* [Questions to answer]
**1)** In the article about Snowbowl's snowmaking, in what year did the resort get permission from the US Forest Service to use treated sewage water?
**2)** List every contaminant that the article about Snowbowl's snowmaking says was found in the treated Flagstaff water.
======== Document text
Arizona: It's more likely to bring to mind cacti and 120-degree days than snow and skiing. But the state does have a handful of ski resorts spread throughout its mountains.
That first thought isn't entirely wrong, though--skiing in a hot, desert-y state in the southwest doesn't provide the same bounty of snow as skiing farther north. Despite an elevation that tops out at 11,500 feet, Arizona Snowball receives a modest 260 inches per year (by resort numbers) and must augment finicky Mother Nature with snowmaking.
Years ago, the resort came up with a new solution for making the fluff: repurposed sewage water. The resort received permission from the US Forest Service back in 2005, and is currently building a pipeline to pump some 180 gallons per season from nearby Flagstaff.
Of course, the water has been treated, but still....YUUUCKK! Who really wants to replace pristine snow with frozen toilet water? Besides the gross factor, the consequences appear dubious at best. No one has ever sourced 100 percent treated sewage for snowmaking, and and a study by Dr. Catherine Propper, a professor of biological sciences at Northern Arizona University, found that the cleaned Flagstaff bowl water contains nasties like hormones, industrial pollutants and carcinogens. Happy Trails!
To complicate the matter, more than a dozen Native American tribes consider the mountain range to be sacred ground. And Snowbowl plans to $#!@ all over it.
Lawsuits threaten to stifle the project, but Snowbowl is clearing away trees and getting ready to lay pipe. It sounds like it's trying to get things done before the courts can officially step in.
If you were considering a Snowbowl season pass this year, I might recommend a few trips to Taos or Utah instead.
SnowBOWL jokes should be all the rage next season, though.
================
======== Excerpted records
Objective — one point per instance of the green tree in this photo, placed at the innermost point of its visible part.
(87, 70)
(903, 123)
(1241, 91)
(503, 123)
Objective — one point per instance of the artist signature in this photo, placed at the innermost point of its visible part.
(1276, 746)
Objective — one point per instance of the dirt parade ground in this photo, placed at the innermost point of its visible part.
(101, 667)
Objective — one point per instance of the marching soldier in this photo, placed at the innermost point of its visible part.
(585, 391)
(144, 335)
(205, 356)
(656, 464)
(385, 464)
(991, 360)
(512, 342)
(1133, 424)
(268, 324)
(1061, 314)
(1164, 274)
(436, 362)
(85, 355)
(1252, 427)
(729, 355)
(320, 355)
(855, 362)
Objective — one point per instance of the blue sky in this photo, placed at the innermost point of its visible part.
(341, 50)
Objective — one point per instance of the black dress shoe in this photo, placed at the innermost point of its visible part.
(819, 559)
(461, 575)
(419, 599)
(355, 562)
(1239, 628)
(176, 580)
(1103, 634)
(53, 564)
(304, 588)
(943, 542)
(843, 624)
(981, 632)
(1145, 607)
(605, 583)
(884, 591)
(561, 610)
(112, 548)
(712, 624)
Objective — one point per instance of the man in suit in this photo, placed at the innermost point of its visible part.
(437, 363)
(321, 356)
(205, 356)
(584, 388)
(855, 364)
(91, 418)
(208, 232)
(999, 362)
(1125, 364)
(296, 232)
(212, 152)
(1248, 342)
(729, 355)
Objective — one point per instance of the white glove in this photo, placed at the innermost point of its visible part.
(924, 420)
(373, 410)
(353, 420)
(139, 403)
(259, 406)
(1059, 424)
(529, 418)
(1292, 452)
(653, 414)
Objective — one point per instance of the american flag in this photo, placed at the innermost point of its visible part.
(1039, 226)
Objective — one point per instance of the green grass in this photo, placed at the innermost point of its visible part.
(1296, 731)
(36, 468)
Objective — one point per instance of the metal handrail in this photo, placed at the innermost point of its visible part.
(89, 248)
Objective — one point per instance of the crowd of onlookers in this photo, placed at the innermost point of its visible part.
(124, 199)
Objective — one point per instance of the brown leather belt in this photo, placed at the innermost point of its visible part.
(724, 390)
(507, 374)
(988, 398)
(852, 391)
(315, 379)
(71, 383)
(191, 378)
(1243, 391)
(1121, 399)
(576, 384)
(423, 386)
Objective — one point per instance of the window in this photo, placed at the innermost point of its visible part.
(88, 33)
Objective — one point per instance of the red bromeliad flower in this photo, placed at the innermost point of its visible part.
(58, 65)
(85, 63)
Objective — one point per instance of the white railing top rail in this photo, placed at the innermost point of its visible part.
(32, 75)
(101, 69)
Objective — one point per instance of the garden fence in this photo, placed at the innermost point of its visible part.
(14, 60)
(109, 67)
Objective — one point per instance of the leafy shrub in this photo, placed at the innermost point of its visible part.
================
* [Task results]
**1)** 2005

**2)** Hormones, industrial pollutants, carcinogens